──────── Input

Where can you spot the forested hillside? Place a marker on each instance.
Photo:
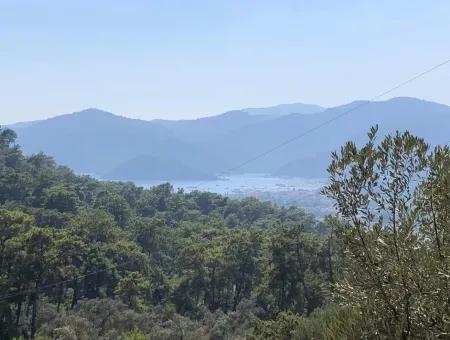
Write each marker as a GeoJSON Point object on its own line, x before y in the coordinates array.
{"type": "Point", "coordinates": [86, 259]}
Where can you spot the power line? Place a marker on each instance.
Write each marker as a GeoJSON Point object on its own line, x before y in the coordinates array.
{"type": "Point", "coordinates": [317, 127]}
{"type": "Point", "coordinates": [276, 147]}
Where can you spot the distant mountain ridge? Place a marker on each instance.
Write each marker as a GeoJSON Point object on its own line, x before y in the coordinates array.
{"type": "Point", "coordinates": [112, 146]}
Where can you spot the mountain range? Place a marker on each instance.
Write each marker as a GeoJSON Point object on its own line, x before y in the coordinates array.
{"type": "Point", "coordinates": [115, 147]}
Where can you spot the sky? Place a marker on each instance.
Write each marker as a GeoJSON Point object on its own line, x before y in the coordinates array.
{"type": "Point", "coordinates": [185, 59]}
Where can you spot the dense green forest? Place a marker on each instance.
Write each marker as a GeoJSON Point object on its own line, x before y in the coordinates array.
{"type": "Point", "coordinates": [87, 259]}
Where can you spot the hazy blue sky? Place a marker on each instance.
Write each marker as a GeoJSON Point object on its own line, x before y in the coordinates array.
{"type": "Point", "coordinates": [180, 59]}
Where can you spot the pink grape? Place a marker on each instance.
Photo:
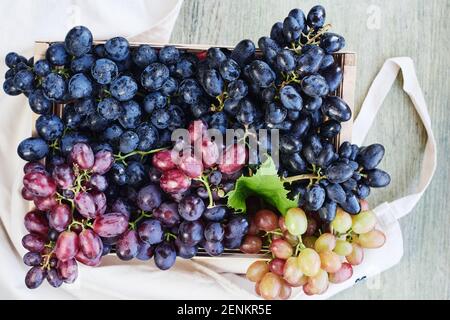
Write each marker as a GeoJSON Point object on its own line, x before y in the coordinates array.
{"type": "Point", "coordinates": [36, 222]}
{"type": "Point", "coordinates": [45, 204]}
{"type": "Point", "coordinates": [270, 286]}
{"type": "Point", "coordinates": [197, 130]}
{"type": "Point", "coordinates": [67, 245]}
{"type": "Point", "coordinates": [81, 257]}
{"type": "Point", "coordinates": [100, 202]}
{"type": "Point", "coordinates": [190, 165]}
{"type": "Point", "coordinates": [63, 175]}
{"type": "Point", "coordinates": [90, 244]}
{"type": "Point", "coordinates": [103, 161]}
{"type": "Point", "coordinates": [98, 182]}
{"type": "Point", "coordinates": [60, 217]}
{"type": "Point", "coordinates": [266, 220]}
{"type": "Point", "coordinates": [34, 278]}
{"type": "Point", "coordinates": [211, 152]}
{"type": "Point", "coordinates": [39, 184]}
{"type": "Point", "coordinates": [33, 242]}
{"type": "Point", "coordinates": [33, 167]}
{"type": "Point", "coordinates": [251, 244]}
{"type": "Point", "coordinates": [174, 181]}
{"type": "Point", "coordinates": [277, 266]}
{"type": "Point", "coordinates": [85, 204]}
{"type": "Point", "coordinates": [127, 246]}
{"type": "Point", "coordinates": [110, 224]}
{"type": "Point", "coordinates": [234, 159]}
{"type": "Point", "coordinates": [68, 270]}
{"type": "Point", "coordinates": [27, 195]}
{"type": "Point", "coordinates": [286, 290]}
{"type": "Point", "coordinates": [281, 249]}
{"type": "Point", "coordinates": [163, 161]}
{"type": "Point", "coordinates": [356, 257]}
{"type": "Point", "coordinates": [82, 155]}
{"type": "Point", "coordinates": [343, 274]}
{"type": "Point", "coordinates": [257, 270]}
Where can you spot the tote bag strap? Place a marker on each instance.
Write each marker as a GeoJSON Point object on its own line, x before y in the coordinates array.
{"type": "Point", "coordinates": [371, 105]}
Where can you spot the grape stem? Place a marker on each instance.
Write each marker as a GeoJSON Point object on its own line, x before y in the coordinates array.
{"type": "Point", "coordinates": [204, 179]}
{"type": "Point", "coordinates": [121, 158]}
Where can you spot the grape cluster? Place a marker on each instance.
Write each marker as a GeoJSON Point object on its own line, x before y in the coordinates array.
{"type": "Point", "coordinates": [302, 255]}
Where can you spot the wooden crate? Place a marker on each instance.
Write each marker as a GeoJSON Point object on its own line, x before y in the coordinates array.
{"type": "Point", "coordinates": [233, 260]}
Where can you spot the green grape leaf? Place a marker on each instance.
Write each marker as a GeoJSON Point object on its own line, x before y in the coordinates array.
{"type": "Point", "coordinates": [265, 184]}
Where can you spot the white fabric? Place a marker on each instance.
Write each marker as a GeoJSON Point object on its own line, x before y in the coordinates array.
{"type": "Point", "coordinates": [152, 21]}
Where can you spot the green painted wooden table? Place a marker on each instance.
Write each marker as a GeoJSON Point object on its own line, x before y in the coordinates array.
{"type": "Point", "coordinates": [375, 30]}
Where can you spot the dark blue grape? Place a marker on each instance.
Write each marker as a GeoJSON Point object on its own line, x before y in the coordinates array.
{"type": "Point", "coordinates": [123, 88]}
{"type": "Point", "coordinates": [54, 86]}
{"type": "Point", "coordinates": [190, 232]}
{"type": "Point", "coordinates": [49, 127]}
{"type": "Point", "coordinates": [117, 49]}
{"type": "Point", "coordinates": [185, 251]}
{"type": "Point", "coordinates": [285, 61]}
{"type": "Point", "coordinates": [128, 142]}
{"type": "Point", "coordinates": [332, 42]}
{"type": "Point", "coordinates": [82, 64]}
{"type": "Point", "coordinates": [144, 55]}
{"type": "Point", "coordinates": [154, 76]}
{"type": "Point", "coordinates": [131, 116]}
{"type": "Point", "coordinates": [214, 232]}
{"type": "Point", "coordinates": [78, 41]}
{"type": "Point", "coordinates": [80, 86]}
{"type": "Point", "coordinates": [169, 55]}
{"type": "Point", "coordinates": [290, 98]}
{"type": "Point", "coordinates": [315, 85]}
{"type": "Point", "coordinates": [237, 227]}
{"type": "Point", "coordinates": [243, 52]}
{"type": "Point", "coordinates": [330, 129]}
{"type": "Point", "coordinates": [24, 80]}
{"type": "Point", "coordinates": [165, 255]}
{"type": "Point", "coordinates": [213, 248]}
{"type": "Point", "coordinates": [57, 55]}
{"type": "Point", "coordinates": [339, 172]}
{"type": "Point", "coordinates": [151, 231]}
{"type": "Point", "coordinates": [269, 48]}
{"type": "Point", "coordinates": [316, 17]}
{"type": "Point", "coordinates": [261, 74]}
{"type": "Point", "coordinates": [336, 108]}
{"type": "Point", "coordinates": [170, 87]}
{"type": "Point", "coordinates": [104, 71]}
{"type": "Point", "coordinates": [39, 103]}
{"type": "Point", "coordinates": [71, 118]}
{"type": "Point", "coordinates": [314, 198]}
{"type": "Point", "coordinates": [370, 156]}
{"type": "Point", "coordinates": [110, 109]}
{"type": "Point", "coordinates": [191, 208]}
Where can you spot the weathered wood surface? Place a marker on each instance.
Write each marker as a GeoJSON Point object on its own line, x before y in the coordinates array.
{"type": "Point", "coordinates": [376, 30]}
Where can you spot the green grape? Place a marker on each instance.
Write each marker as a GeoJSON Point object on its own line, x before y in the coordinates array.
{"type": "Point", "coordinates": [270, 286]}
{"type": "Point", "coordinates": [309, 262]}
{"type": "Point", "coordinates": [330, 261]}
{"type": "Point", "coordinates": [296, 221]}
{"type": "Point", "coordinates": [357, 255]}
{"type": "Point", "coordinates": [342, 222]}
{"type": "Point", "coordinates": [317, 284]}
{"type": "Point", "coordinates": [364, 222]}
{"type": "Point", "coordinates": [372, 239]}
{"type": "Point", "coordinates": [257, 270]}
{"type": "Point", "coordinates": [292, 273]}
{"type": "Point", "coordinates": [326, 242]}
{"type": "Point", "coordinates": [309, 241]}
{"type": "Point", "coordinates": [343, 248]}
{"type": "Point", "coordinates": [343, 274]}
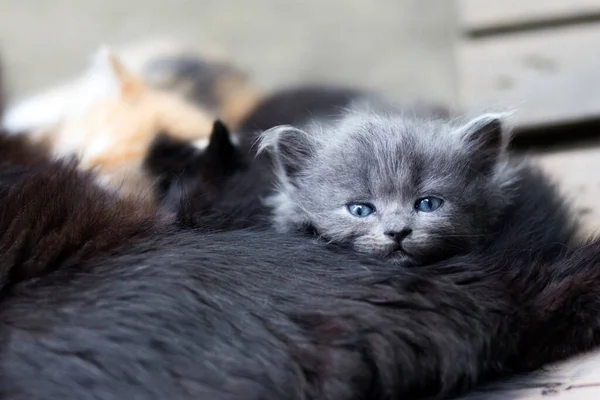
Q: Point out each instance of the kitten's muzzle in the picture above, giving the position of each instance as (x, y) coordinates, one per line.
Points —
(398, 236)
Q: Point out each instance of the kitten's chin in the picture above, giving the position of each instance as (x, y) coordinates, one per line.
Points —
(398, 257)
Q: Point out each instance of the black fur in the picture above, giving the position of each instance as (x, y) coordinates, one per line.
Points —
(163, 313)
(220, 188)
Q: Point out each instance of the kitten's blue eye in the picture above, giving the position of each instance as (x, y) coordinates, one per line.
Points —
(428, 204)
(360, 210)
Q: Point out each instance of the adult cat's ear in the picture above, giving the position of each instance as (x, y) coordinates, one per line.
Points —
(291, 147)
(222, 158)
(487, 135)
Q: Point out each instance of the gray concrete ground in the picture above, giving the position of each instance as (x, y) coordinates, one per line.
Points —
(400, 47)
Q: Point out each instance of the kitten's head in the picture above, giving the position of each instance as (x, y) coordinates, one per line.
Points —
(393, 186)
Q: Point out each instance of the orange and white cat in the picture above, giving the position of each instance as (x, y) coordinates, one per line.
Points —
(108, 118)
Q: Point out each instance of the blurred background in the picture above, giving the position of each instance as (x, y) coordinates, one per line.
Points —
(538, 57)
(395, 46)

────────────────

# Task to complete
A single figure answers this: how many lines of the material hold "kitten".

# Output of the exercise
4